#### Supplied data:
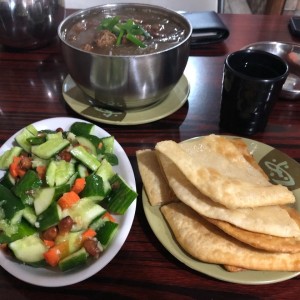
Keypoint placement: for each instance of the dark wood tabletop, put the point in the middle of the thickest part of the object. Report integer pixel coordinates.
(31, 90)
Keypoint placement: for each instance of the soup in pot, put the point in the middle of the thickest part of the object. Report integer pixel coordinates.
(135, 32)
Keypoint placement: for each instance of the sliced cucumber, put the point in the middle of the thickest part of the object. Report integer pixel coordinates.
(29, 215)
(87, 144)
(94, 188)
(49, 148)
(50, 217)
(108, 144)
(43, 199)
(120, 197)
(9, 203)
(106, 233)
(7, 157)
(22, 138)
(29, 249)
(15, 232)
(37, 161)
(105, 170)
(55, 135)
(26, 186)
(86, 158)
(59, 172)
(82, 128)
(83, 213)
(74, 260)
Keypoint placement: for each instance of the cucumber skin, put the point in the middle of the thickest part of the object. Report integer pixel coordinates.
(29, 249)
(9, 203)
(73, 260)
(50, 148)
(86, 158)
(120, 197)
(94, 187)
(82, 128)
(7, 157)
(23, 229)
(30, 181)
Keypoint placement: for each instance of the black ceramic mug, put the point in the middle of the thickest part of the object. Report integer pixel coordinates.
(252, 82)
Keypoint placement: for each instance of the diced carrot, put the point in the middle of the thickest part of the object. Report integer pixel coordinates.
(41, 170)
(68, 199)
(56, 253)
(49, 243)
(78, 185)
(52, 256)
(109, 217)
(88, 234)
(15, 169)
(100, 145)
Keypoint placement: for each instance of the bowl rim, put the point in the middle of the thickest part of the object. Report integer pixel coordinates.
(83, 12)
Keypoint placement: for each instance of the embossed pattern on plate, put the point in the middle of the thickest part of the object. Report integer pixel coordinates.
(274, 163)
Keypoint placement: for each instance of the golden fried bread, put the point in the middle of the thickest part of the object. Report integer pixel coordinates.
(154, 180)
(225, 189)
(209, 244)
(272, 220)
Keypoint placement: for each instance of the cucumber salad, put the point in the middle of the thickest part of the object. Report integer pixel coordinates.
(60, 195)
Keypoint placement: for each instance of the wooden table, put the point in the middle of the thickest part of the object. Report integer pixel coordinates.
(31, 90)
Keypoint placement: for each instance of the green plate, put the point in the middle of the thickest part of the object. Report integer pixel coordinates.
(280, 169)
(82, 104)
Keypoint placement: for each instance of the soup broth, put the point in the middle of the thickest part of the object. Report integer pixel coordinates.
(164, 33)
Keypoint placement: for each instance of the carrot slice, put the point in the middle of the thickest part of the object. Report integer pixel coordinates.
(109, 217)
(88, 234)
(68, 199)
(78, 185)
(41, 170)
(56, 253)
(49, 243)
(15, 169)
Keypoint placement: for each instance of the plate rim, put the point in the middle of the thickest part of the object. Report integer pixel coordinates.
(51, 278)
(143, 120)
(212, 270)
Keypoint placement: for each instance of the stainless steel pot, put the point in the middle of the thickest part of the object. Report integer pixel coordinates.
(126, 82)
(28, 24)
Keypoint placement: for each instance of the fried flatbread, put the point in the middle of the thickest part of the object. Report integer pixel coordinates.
(230, 157)
(271, 220)
(258, 240)
(229, 189)
(209, 244)
(155, 184)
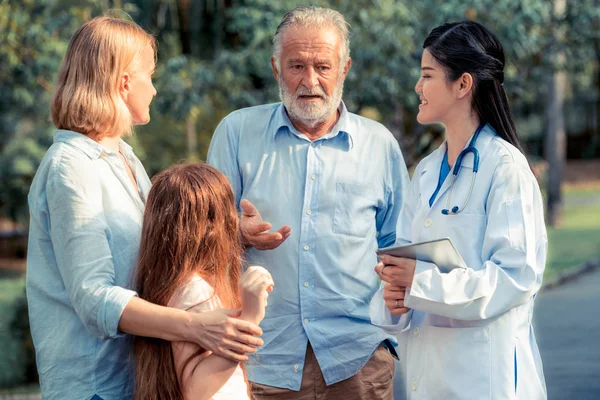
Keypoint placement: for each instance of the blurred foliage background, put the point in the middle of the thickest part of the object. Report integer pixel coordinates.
(214, 57)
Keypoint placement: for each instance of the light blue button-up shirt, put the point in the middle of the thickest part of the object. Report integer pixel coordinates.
(84, 236)
(341, 194)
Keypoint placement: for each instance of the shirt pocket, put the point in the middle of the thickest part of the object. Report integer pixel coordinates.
(458, 362)
(354, 213)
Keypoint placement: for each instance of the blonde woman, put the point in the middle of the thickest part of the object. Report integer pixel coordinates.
(86, 204)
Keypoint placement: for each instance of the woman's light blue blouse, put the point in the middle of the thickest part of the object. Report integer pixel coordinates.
(84, 234)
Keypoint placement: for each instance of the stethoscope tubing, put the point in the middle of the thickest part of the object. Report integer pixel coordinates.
(470, 149)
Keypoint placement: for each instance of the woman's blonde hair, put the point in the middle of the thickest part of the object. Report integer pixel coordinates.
(87, 98)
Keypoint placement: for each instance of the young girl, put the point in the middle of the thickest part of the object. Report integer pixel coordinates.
(86, 205)
(190, 258)
(467, 333)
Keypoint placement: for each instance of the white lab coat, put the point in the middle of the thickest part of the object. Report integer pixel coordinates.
(467, 327)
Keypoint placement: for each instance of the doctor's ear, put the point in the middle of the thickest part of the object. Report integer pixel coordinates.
(464, 84)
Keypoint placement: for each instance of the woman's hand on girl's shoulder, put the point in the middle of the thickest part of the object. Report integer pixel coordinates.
(255, 284)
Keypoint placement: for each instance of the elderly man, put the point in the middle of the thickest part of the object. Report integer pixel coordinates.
(334, 183)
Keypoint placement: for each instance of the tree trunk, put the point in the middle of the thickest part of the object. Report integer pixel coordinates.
(555, 147)
(191, 139)
(556, 137)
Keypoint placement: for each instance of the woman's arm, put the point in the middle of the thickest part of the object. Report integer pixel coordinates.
(219, 331)
(78, 232)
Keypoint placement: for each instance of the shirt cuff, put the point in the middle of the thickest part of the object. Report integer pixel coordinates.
(115, 302)
(383, 318)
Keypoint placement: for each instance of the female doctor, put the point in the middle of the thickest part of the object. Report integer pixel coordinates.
(466, 333)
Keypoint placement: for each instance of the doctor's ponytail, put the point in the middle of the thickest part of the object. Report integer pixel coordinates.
(470, 47)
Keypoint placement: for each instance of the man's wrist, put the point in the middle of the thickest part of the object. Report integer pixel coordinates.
(250, 317)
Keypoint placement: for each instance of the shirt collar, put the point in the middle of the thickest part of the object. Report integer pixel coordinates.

#### What is asked:
Write out every line of the items above as a JSON list of strings, one string per line, skipping blank lines and leaving out the pictures.

#### Problem solution:
[
  "Keypoint placement: for each instance of the dark wood tabletop, put the point in the middle of the thickest part of the object. Report integer pixel coordinates.",
  "(31, 90)",
  "Keypoint placement: for each instance of the soup in pot, put the point in the middle of the thickest part of the object. Report integer pixel coordinates.",
  "(135, 32)",
  "Keypoint placement: for each instance of the sliced cucumber, put the point in the middle of the thickest part of the object. Report integer pixel coordinates.",
  "(29, 215)",
  "(87, 144)",
  "(94, 188)",
  "(49, 148)",
  "(50, 217)",
  "(108, 144)",
  "(43, 199)",
  "(120, 197)",
  "(9, 203)",
  "(106, 233)",
  "(7, 157)",
  "(22, 138)",
  "(29, 249)",
  "(15, 232)",
  "(37, 161)",
  "(105, 170)",
  "(55, 135)",
  "(26, 186)",
  "(86, 158)",
  "(59, 172)",
  "(82, 128)",
  "(83, 213)",
  "(74, 260)",
  "Keypoint placement: for each instance of the cucumber skin, put the point in the middle of the thickest part of the object. Report integer pixel coordinates.",
  "(29, 249)",
  "(9, 203)",
  "(73, 260)",
  "(50, 148)",
  "(86, 158)",
  "(120, 197)",
  "(94, 187)",
  "(82, 128)",
  "(7, 157)",
  "(23, 229)",
  "(30, 181)",
  "Keypoint placement: for each instance of the black ceramic mug, put the point in the middle of the thickest part of the object. Report integer pixel coordinates.",
  "(252, 82)",
  "Keypoint placement: for each instance of the diced carrot, put the point in the middle of the thickest part of the object. Report integer pixel coordinates.",
  "(41, 170)",
  "(68, 199)",
  "(56, 253)",
  "(49, 243)",
  "(78, 185)",
  "(52, 256)",
  "(109, 217)",
  "(88, 234)",
  "(15, 169)",
  "(100, 145)",
  "Keypoint placement: for each instance of the bowl rim, put the point in the middle of the thickest part of the object. Report integer pixel coordinates.",
  "(83, 12)",
  "Keypoint placement: for each instance of the embossed pattern on plate, put the point in the middle of the thickest part of the object. Report integer pixel coordinates.",
  "(274, 163)",
  "Keypoint placement: for each instance of the golden fried bread, put the point in the middle of the thickest part of the object. Report integer pixel coordinates.",
  "(154, 180)",
  "(225, 189)",
  "(209, 244)",
  "(272, 220)",
  "Keypoint placement: for each instance of the cucumber salad, put the point in the middle of the thickest part of the object. Report integer pixel coordinates.",
  "(60, 195)",
  "Keypoint placement: for each instance of the wooden table, put the point in the middle of the thickest part of the object. Report integer pixel coordinates.",
  "(31, 90)",
  "Keypoint placement: for each instance of the green plate, put the point in the middle of the thickest part of the object. Report integer pixel coordinates.",
  "(280, 169)",
  "(82, 104)",
  "Keypoint placement: for each instance of the soup broth, put the point in the middle of the thickest part of the object. Report integer pixel coordinates.",
  "(164, 33)",
  "Keypoint placement: for each instance of the carrot slice, put the point in the middle of the thickest part of the object. Report integer pixel coordinates.",
  "(109, 217)",
  "(88, 234)",
  "(68, 199)",
  "(78, 185)",
  "(41, 170)",
  "(56, 253)",
  "(49, 243)",
  "(15, 169)",
  "Keypoint placement: for each instance of the plate rim, put the point in the middle of the thickest part of the object. Report integer pixel coordinates.",
  "(51, 278)",
  "(143, 120)",
  "(212, 270)",
  "Keypoint placement: for each instance of the stainless steel pot, put the point in the middle of the thickest part of the object. Report integer pixel coordinates.",
  "(126, 82)",
  "(28, 24)",
  "Keypoint placement: for each instance of the fried flatbread, put the point in the middle of the thickest part of the object. Report integer pixel coordinates.",
  "(230, 157)",
  "(271, 220)",
  "(258, 240)",
  "(229, 189)",
  "(209, 244)",
  "(155, 184)",
  "Keypoint placement: for each instance of the blurred foliage background, put the point in the middle of the thickest part of the object. Report integer pixel coordinates.",
  "(214, 57)",
  "Keypoint placement: for each instance of the light blue button-up shirt, put the point in the middle of the thickest part of the object. Report integer pixel coordinates.",
  "(84, 236)",
  "(341, 194)",
  "Keypoint placement: for each instance of the shirt pocket, put the point in the middle of the thickest part of the object. Report integer pixel coordinates.",
  "(458, 362)",
  "(354, 213)",
  "Keypoint placement: for each instance of the blonde woman, put the point in the middle of the thickest part of the object. Report integer pixel coordinates.",
  "(86, 204)",
  "Keypoint placement: for each instance of the woman's light blue blouse, put the point in the middle of the thickest part of the object. Report integer pixel coordinates.",
  "(84, 234)",
  "Keypoint placement: for each instance of the stethoscope tubing, put the point in the middle of the thickest part of the object. Report integer pixel coordinates.",
  "(470, 149)",
  "Keypoint placement: for each instance of the woman's blonde hair, put the point in the middle of the thickest part of the object. Report integer pixel coordinates.",
  "(87, 98)",
  "Keypoint placement: for each instance of the young girl, put the point in the middle of the thickest part of the object. Report integer pixel coordinates.",
  "(86, 205)",
  "(190, 258)",
  "(467, 333)",
  "Keypoint placement: for each instance of the white lab coat, put the point in the middle of the thickest part of the object. Report integer pixel coordinates.",
  "(467, 327)",
  "Keypoint placement: for each instance of the doctor's ear, put the point in the middle of the thickest part of the object. Report integer pixel coordinates.",
  "(464, 84)",
  "Keypoint placement: for each instance of the woman's hand on girl's shoulder, put the point in the middle of the thickest part of the object. Report integer pixel coordinates.",
  "(255, 284)",
  "Keypoint placement: for each instance of the elderly man, put the point in the middle of the thickest part of the object. Report integer pixel coordinates.",
  "(334, 183)",
  "Keypoint placement: for each instance of the tree trunk, put the point in the middle of the thickest part of the object. Report integer pixel coordinates.",
  "(555, 147)",
  "(191, 139)",
  "(556, 137)",
  "Keypoint placement: for each instance of the woman's arm, put the point in the middle of the thickest part of the object. Report integer pixel coordinates.",
  "(219, 331)",
  "(78, 232)",
  "Keypoint placement: for each instance of the shirt cuff, put the point in the middle of the thickest part of the object. Report integer pixel coordinates.",
  "(115, 302)",
  "(383, 318)",
  "Keypoint placement: for each instance of the female doctor, put the point in the middle of the thickest part of the object. Report integer pixel coordinates.",
  "(466, 333)",
  "Keypoint placement: for each instance of the doctor's ponytail, put the point in the middle of the thickest part of the object. Report integer pixel coordinates.",
  "(470, 47)",
  "Keypoint placement: for each instance of the man's wrist, put the point in the middle of the thickest part of the object. Report integer pixel coordinates.",
  "(250, 317)",
  "Keypoint placement: for each instance of the shirt collar, put the point in the middle of the thickest part of the object. Report integer pixel coordinates."
]